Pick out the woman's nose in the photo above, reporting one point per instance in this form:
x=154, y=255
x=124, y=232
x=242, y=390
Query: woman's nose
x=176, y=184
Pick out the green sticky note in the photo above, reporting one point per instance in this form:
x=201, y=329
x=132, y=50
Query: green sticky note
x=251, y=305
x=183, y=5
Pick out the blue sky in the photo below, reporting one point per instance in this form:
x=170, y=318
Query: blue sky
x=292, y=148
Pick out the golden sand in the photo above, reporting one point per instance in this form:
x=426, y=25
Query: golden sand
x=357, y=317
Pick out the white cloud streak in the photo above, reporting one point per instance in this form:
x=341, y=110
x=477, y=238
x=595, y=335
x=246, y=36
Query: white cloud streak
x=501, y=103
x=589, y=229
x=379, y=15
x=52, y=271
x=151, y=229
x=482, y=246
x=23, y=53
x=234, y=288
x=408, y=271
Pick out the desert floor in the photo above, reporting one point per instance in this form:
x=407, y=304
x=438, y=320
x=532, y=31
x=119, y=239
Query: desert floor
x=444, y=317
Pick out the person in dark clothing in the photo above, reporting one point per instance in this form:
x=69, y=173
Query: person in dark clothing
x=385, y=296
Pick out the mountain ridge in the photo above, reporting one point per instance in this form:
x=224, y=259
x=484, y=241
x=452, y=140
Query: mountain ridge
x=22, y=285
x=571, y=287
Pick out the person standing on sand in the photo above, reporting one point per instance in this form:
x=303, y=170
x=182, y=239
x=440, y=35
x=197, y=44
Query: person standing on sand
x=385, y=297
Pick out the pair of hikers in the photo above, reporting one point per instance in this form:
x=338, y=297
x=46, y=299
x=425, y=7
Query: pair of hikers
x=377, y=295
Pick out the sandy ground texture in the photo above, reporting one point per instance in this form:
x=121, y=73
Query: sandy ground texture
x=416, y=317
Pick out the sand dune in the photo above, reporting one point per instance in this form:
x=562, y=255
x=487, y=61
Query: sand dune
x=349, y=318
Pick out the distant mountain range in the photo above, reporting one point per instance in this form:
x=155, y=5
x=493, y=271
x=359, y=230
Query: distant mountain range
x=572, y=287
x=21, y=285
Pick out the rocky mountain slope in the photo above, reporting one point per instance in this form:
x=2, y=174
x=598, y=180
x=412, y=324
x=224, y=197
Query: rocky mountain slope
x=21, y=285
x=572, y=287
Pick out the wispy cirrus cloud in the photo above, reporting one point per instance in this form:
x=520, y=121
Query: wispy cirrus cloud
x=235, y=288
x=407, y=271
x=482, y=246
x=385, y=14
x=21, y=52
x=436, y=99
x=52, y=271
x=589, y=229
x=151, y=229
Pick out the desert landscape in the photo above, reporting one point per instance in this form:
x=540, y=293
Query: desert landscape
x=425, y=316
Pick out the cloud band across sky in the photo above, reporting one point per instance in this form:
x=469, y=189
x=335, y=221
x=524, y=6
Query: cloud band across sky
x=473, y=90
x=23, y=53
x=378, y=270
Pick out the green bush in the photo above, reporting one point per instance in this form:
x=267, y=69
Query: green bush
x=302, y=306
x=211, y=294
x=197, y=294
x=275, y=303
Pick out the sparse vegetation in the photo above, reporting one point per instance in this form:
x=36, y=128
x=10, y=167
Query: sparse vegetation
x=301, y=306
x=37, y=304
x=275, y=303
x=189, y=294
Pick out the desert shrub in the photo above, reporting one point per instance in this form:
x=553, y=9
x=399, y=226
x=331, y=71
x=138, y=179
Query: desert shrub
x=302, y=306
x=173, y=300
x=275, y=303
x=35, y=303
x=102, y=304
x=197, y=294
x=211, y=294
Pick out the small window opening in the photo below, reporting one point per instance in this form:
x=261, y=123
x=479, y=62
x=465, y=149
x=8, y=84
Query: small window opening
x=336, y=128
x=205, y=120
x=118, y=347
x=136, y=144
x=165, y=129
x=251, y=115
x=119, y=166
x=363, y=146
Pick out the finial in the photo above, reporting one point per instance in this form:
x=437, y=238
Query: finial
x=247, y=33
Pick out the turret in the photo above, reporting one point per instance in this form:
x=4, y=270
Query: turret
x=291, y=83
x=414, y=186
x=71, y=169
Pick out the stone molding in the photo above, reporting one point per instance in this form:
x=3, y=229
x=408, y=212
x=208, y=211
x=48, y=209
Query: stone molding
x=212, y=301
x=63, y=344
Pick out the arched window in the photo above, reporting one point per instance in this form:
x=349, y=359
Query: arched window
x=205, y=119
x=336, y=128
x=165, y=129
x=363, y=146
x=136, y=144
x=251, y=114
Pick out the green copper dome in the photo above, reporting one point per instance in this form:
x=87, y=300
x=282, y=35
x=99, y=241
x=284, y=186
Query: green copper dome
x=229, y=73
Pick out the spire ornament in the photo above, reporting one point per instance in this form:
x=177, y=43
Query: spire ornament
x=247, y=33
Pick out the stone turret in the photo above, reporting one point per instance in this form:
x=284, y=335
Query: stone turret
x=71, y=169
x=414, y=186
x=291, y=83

◆ ◆ ◆ ◆

» **The request**
Retype the entries one by one, exactly.

» **Task output**
Pick out the woman's nose in the photo above, reporting one point per instance in this form:
x=154, y=255
x=124, y=232
x=242, y=390
Query: woman's nose
x=176, y=184
Pick out the green sticky note in the photo above, reporting one point per instance in this form:
x=201, y=329
x=132, y=50
Query: green sticky note
x=251, y=305
x=183, y=5
Pick out the blue sky in the photo below, reporting one point per instance in this form:
x=170, y=318
Query: blue sky
x=292, y=148
Pick out the golden sand in the photo above, reporting one point per instance in this form:
x=426, y=25
Query: golden sand
x=357, y=317
Pick out the white cloud streak in the photo above, reporting one point per instance in this form:
x=341, y=110
x=477, y=238
x=595, y=335
x=246, y=36
Query: white cloud streak
x=501, y=103
x=589, y=229
x=379, y=15
x=52, y=271
x=151, y=229
x=482, y=246
x=23, y=53
x=234, y=288
x=408, y=271
Pick out the desert floor in the photo above, reporting one point per instance in this form:
x=407, y=304
x=438, y=320
x=532, y=31
x=119, y=239
Query: desert floor
x=444, y=317
Pick out the person in dark clothing in the photo above, reporting one point per instance in this form:
x=69, y=173
Query: person in dark clothing
x=385, y=296
Pick out the mountain ridge in the photo above, reporting one point per instance in this form:
x=224, y=259
x=484, y=241
x=452, y=140
Query: mountain ridge
x=22, y=285
x=571, y=287
Pick out the person standing on sand in the photo above, reporting one point per instance in this form:
x=303, y=170
x=182, y=239
x=440, y=35
x=197, y=44
Query: person standing on sand
x=385, y=297
Pick out the pair of hikers in the photo above, reporting one point per instance in this form:
x=338, y=297
x=46, y=299
x=425, y=7
Query: pair of hikers
x=377, y=295
Pick out the sandy ground texture in the photo above, reporting one point per instance in this form:
x=121, y=73
Query: sandy ground texture
x=416, y=317
Pick out the sand dune in the photo above, reporting one point per instance in this form:
x=562, y=255
x=487, y=61
Query: sand dune
x=349, y=318
Pick out the distant mountain range in the photo above, reporting one point per instance in this form:
x=155, y=5
x=493, y=271
x=359, y=230
Query: distant mountain range
x=572, y=287
x=21, y=285
Pick out the rocky mountain slope in the photo above, reporting one point per instance in this form:
x=2, y=174
x=598, y=180
x=412, y=324
x=224, y=197
Query: rocky mountain slope
x=21, y=285
x=572, y=287
Pick out the wispy cirrus cloud in the photo above, reporting one point per instance in this form:
x=520, y=121
Query: wispy cirrus cloud
x=235, y=288
x=407, y=271
x=482, y=246
x=385, y=14
x=21, y=52
x=436, y=99
x=52, y=271
x=589, y=229
x=151, y=229
Pick out the desert landscape in the photo above, reporting one point per instance in this form:
x=540, y=293
Query: desert landscape
x=425, y=316
Pick out the cloud band across sky in the photo above, reporting one point per instance in this form:
x=469, y=189
x=335, y=221
x=524, y=6
Query: cloud band across sky
x=473, y=90
x=23, y=53
x=378, y=270
Pick out the green bush in the photo above, reporting one point per instance in this form:
x=267, y=69
Query: green bush
x=302, y=306
x=211, y=294
x=197, y=294
x=275, y=303
Pick out the sparse vegetation in the photo above, reporting one point per instance in this form:
x=36, y=128
x=10, y=167
Query: sparse vegetation
x=301, y=306
x=37, y=304
x=275, y=303
x=189, y=294
Pick out the desert shrub in the photo above, reporting one point per instance in this form:
x=553, y=9
x=399, y=226
x=331, y=71
x=138, y=179
Query: desert shrub
x=302, y=306
x=173, y=300
x=275, y=303
x=35, y=303
x=102, y=304
x=197, y=294
x=211, y=294
Pick out the small window opening in the photo below, reporting one point per instance in this form:
x=261, y=123
x=479, y=62
x=465, y=149
x=8, y=84
Query: small window opening
x=336, y=128
x=205, y=120
x=118, y=347
x=136, y=144
x=165, y=129
x=251, y=115
x=119, y=166
x=363, y=146
Pick out the finial in the photo above, reporting one point per instance in this form:
x=437, y=238
Query: finial
x=247, y=33
Pick out the turret in the photo above, reporting one point per instance in this form:
x=4, y=270
Query: turret
x=291, y=83
x=414, y=186
x=71, y=169
Pick out the stone molding in the photo above, reporting one point per instance in this form:
x=3, y=229
x=408, y=212
x=208, y=211
x=48, y=209
Query: stone molding
x=212, y=301
x=63, y=344
Pick out the arched window in the photo above, reporting one point per instance in this form:
x=349, y=359
Query: arched window
x=205, y=119
x=336, y=128
x=165, y=129
x=363, y=146
x=136, y=144
x=251, y=114
Pick out the green copper dome in the photo above, reporting one point per instance in this form:
x=87, y=300
x=282, y=35
x=99, y=241
x=284, y=186
Query: green copper dome
x=229, y=73
Pick out the spire ornament in the photo above, reporting one point per instance in this form:
x=177, y=43
Query: spire ornament
x=247, y=33
Pick out the stone turret in the photo above, reporting one point per instance in this form:
x=284, y=335
Query: stone turret
x=71, y=169
x=414, y=186
x=291, y=83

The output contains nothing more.